- Exercise brief
Name every language, with its version number where one is given, that the forum reply about XQuery mentions by name.
━━━ Article
RE: XQuery

> at VLDB in Berlin, Michael Rys convinced me to send another 
> email to the XQuery comment list. Since I don't expect my 
> email to have any influence, I don't bother writing down all 
> points of XQuery which I think should be corrected. 

Please keep sending the comments in, and bear in mind that it's much easier
for us to respond to small comments than to large ones. No-one at this stage
wants to go back to the drawing board on major aspects of the language
unless things are really badly broken (it would be better for someone to
invent a different language and compete in the marketplace - two query
languages out there would be better than none). But there are hundreds of
bugs still there to be fixed, and they won't be fixed unless you tell us
about them.

Instead I 
> concentrate on the points I think are really bad.
> 
> Here they are:
> 
> 1) Runtime Exceptions: A query language should not have 
> runtime exceptions.
>    This may not always be achievable but at least type-errors 
> should all be discovered at
>    compilation time.
>    This is not true for XQuery.

I don't think it's possible for all type errors to be discovered at
compile-time. Of course, with static typing enabled, XQuery attempts to do
this; but what actually happens is that people have to make assertions using
"treat as", which means they get a run-time failure instead. Basically you
have to do something if you encounter bad data (and bad data cannot always
be detected by schema validation).

XSLT 1.0 tried to design on the principle that there are no run-time errors.
There are cases where this is the right design principle, but there are also
cases where it is absolutely wrong. If programmers make mistakes, and they
do, then they will only be corrected if the programmer finds out about them,
and they are more likely to correct them (and to be able to correct them
more easily) if they get an error message than if they simply get a wrong
answer.

So you're making a valid point, but I think there are arguments both ways,
and although the decision that we've made won't suit everyone, I don't think
we're likely to change on this.

I also find it difficult to reconcile this comment with your comment below
that XQuery has too much implicit casting. One of the ways that XPath 1.0
avoided run-time errors was by doing lots of implicit casting.


> 2) A query language should be deterministic.
>    This is not true for XQuery.
> 
> Essentially, these are the points why I write this email.
━━━━━━
━━━ Data listing
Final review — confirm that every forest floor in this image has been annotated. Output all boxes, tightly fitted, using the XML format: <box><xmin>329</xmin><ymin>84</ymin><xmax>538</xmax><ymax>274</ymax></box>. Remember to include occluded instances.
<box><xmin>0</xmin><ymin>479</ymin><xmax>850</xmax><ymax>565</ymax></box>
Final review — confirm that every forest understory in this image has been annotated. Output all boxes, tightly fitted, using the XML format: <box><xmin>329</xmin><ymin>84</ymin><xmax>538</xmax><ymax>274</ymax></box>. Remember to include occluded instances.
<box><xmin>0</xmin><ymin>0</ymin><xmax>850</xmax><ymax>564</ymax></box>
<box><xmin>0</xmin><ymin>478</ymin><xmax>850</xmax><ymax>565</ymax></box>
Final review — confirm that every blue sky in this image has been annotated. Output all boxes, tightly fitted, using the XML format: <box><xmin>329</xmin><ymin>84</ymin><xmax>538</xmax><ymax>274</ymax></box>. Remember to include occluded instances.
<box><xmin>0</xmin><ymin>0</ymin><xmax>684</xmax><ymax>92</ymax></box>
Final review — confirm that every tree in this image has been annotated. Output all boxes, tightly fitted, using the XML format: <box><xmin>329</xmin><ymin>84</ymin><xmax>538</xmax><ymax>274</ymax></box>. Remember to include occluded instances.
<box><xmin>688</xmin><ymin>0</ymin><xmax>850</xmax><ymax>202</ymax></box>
━━━━━━
- Task result
XQuery, XSLT 1.0, XPath 1.0